### [What to do]
a. Print the State Street article word for word, everything from "Most of the" down to "vehicles headed north.".
b. Carry on the State Street article from the point where it stops.

### [Text block]
A bicyclist rides along State Street in Santa Barbara. The city is still working on the future of the street and what it will look like.
A bicyclist rides along State Street in Santa Barbara. The city is still working on the future of the street and what it will look like. Credit: Joshua Molina / Noozhawk photo

The Santa Barbara City Council on Tuesday hired a new consultant to finish the State Street Master Plan, a project that has sputtered along for the past three years.

The council voted 7-0 to hire Pasadena-based Moule & Polyzoides to finish the job, after city staff terminated the contract of the previous consultant, MIG.

The city in 2022 hired MIG under a $780,000 contract to manage the State Street Master Plan. The city paid MIG $570,000, leaving about $210,000 on the contract. The council also approved an additional $343,250 for the consultant to finish the plan.

The consultant will work on a circulation and public safety study, and then city staff will return to the City Council by the end of the first quarter of 2026 with a proposal for interim solutions to State Street.

“It’s the right choice for our downtown and the whole community,” Councilwoman Meagan Harmon said.

The community has been grappling with what State Street should look like after an abrupt closure of the street in spring 2020 and the heart of the COVID-19 pandemic. At the time, city staff, led by Rob Dayton, the city’s then-supervising transportation planner, abruptly closed part of the street to vehicles so that restaurants could provide outdoor dining.

Most of the area that was closed to vehicles, between Cota and Victoria streets, remains closed, except for one lane of traffic on the 1200 block of State Street, which is now open to vehicles headed north.

Factions of the community have been sparring over whether State Street should be open to vehicular traffic or remain closed. Right now, with the exception of programmed events that have proven successful, the street is dominated by people on bicycles and e-bikes.

### [Entries supplied]
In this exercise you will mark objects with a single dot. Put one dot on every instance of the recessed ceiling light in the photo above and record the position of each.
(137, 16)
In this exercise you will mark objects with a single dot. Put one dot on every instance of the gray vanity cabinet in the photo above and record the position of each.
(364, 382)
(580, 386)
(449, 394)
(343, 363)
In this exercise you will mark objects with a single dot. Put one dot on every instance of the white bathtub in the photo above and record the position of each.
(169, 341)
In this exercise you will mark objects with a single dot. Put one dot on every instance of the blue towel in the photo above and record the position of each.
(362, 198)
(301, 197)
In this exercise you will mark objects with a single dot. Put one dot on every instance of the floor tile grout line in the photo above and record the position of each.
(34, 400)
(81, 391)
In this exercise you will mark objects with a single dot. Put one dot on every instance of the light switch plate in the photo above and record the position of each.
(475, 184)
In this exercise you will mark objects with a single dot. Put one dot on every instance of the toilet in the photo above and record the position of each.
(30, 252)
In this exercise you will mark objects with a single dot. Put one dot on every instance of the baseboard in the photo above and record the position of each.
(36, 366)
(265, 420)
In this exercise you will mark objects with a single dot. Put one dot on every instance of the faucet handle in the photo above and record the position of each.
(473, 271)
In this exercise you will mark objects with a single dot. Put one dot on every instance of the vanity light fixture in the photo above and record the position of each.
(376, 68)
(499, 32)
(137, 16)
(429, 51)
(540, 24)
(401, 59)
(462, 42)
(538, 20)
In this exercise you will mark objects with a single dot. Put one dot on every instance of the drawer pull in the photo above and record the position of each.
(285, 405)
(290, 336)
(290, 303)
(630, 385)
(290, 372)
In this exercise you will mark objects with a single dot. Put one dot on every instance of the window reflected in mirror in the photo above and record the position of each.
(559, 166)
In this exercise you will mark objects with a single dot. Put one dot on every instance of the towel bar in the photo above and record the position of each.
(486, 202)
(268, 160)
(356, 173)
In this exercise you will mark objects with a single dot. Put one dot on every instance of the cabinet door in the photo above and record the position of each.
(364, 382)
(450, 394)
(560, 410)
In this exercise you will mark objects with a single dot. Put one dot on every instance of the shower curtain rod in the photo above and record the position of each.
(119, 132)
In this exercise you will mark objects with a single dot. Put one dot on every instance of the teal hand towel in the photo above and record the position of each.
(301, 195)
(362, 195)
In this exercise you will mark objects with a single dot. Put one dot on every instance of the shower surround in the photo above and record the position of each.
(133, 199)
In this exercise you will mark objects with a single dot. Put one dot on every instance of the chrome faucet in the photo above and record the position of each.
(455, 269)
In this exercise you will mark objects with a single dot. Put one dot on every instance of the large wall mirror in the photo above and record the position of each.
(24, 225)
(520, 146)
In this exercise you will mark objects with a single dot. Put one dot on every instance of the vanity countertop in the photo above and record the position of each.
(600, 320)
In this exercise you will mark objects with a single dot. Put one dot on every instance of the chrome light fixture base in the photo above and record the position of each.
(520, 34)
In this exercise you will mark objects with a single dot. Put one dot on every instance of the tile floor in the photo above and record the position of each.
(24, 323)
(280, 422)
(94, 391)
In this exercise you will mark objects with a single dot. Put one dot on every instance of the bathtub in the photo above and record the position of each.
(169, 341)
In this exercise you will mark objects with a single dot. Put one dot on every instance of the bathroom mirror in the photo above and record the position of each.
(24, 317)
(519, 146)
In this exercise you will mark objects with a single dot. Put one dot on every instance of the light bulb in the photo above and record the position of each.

### [Responses by task]
a.
Most of the area that was closed to vehicles, between Cota and Victoria streets, remains closed, except for one lane of traffic on the 1200 block of State Street, which is now open to vehicles headed north.

b.
“The favorite view I have of State Street, which is no longer possible, is a young couple with a 3- or 4-year-old with a scooter and a 7- or 8-year-old on a bike with training wheels in the middle of the street,” Councilman Mike Jordan said. “That’s not happening today, anywhere on the part closed to vehicles on State Street.”

Strong Towns Santa Barbara presented a physical petition with 1,000 signatures and said it had about 2,500 total signatures of people on the South Coast who support keeping the street closed to vehicles.

The Downtown Santa Barbara Improvement District, a group managed by property owners, has launched its own petition, and is pushing the city to open the street to vehicles.

It used Placer.ai data and analytics to show that 600,000 fewer people annually have returned to State Street since the pandemic in 2020, but other business areas in the city have seen an increase in pedestrian traffic.

As part of the master plan effort, the city plans to study a centralized stormwater project on the 700 to 900 blocks that will collect stormwater in one location. It would allow businesses to buy into a larger, overall stormwater collection project, instead of building by building.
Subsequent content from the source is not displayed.